(Contour labeling items)
******************************
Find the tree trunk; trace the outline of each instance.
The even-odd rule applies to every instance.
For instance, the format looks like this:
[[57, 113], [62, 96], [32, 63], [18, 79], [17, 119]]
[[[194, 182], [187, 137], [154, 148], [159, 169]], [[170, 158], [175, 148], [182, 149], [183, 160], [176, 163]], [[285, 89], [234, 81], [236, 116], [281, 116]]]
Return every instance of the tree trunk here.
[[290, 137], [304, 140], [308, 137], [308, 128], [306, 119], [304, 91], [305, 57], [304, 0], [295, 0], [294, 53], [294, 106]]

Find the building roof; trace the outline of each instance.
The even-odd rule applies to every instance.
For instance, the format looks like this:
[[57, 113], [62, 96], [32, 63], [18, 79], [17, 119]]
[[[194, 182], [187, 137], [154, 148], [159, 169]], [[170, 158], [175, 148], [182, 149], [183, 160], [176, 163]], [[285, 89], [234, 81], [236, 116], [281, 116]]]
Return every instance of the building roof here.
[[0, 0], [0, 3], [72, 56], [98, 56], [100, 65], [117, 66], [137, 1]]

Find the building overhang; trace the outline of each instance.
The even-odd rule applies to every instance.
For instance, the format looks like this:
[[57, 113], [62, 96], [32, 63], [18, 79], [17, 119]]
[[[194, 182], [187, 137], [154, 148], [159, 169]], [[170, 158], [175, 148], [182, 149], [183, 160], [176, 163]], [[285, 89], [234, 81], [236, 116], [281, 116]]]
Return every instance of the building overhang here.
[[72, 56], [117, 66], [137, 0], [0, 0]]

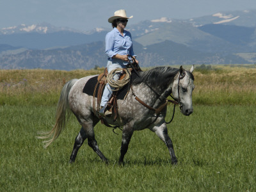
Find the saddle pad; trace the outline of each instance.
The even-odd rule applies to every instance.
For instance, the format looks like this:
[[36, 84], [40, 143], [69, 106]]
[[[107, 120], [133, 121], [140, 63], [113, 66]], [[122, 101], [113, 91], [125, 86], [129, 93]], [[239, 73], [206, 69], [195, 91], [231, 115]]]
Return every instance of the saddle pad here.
******************************
- Stated problem
Convert all of the data above into a Markdown table with the columns Row and Line, where each non-blank line gets its own numbered row. Omit the pictures from the table.

- The reply
| Row | Line |
|---|---|
| 1 | Find the tree trunk; trace the outline of each instance. |
| 2 | The even-odd rule applies to every instance. |
| 3 | For instance, the format looks like this: |
| 4 | [[57, 113], [62, 96], [32, 63], [18, 79], [17, 119]] |
| 5 | [[[194, 182], [187, 137], [154, 148], [159, 169]], [[170, 158], [175, 148], [182, 149], [183, 160], [176, 163]], [[285, 89], [234, 81], [236, 116], [281, 116]]] |
| 6 | Return every instance of the tree trunk here. |
| 7 | [[290, 137], [304, 140], [308, 137], [308, 128], [306, 119], [304, 91], [305, 57], [304, 0], [295, 0], [294, 53], [294, 106]] |
| 8 | Find the building roof; trace the outline of each instance. |
| 9 | The even-odd rule applies to every instance. |
| 10 | For instance, the format looks like this: |
| 11 | [[57, 113], [62, 96], [32, 63], [18, 79], [17, 119]] |
| 12 | [[[194, 182], [187, 137], [154, 148], [159, 169]], [[170, 158], [175, 148], [182, 149], [183, 160], [176, 163]], [[285, 89], [234, 81], [236, 116], [281, 116]]] |
| 13 | Return every instance of the building roof here. |
| 14 | [[0, 0], [0, 3], [72, 56], [98, 56], [100, 65], [117, 66], [137, 1]] |
| 15 | Find the building overhang; trace the outline of each instance. |
| 16 | The even-odd rule applies to every instance. |
| 17 | For instance, the format looks like this: |
| 18 | [[57, 113], [62, 96], [32, 63], [18, 79], [17, 119]] |
| 19 | [[[194, 182], [187, 137], [154, 148], [159, 169]], [[170, 158], [175, 148], [182, 149], [183, 160], [176, 163]], [[285, 89], [234, 81], [236, 116], [281, 116]]] |
| 20 | Return every instance of the building overhang here. |
| 21 | [[72, 56], [117, 66], [137, 0], [0, 0]] |
| 22 | Find the saddle pad; trace the outline of each instance. |
| 23 | The even-odd rule applies to every instance. |
| 24 | For instance, the format looks like this: |
| 25 | [[36, 84], [40, 143], [69, 106]] |
| 26 | [[[107, 120], [133, 121], [140, 63], [113, 66]], [[122, 101], [113, 91], [125, 86], [129, 93]], [[239, 73], [206, 69], [195, 91], [231, 115]]] |
| 27 | Return every instance of the saddle pad here. |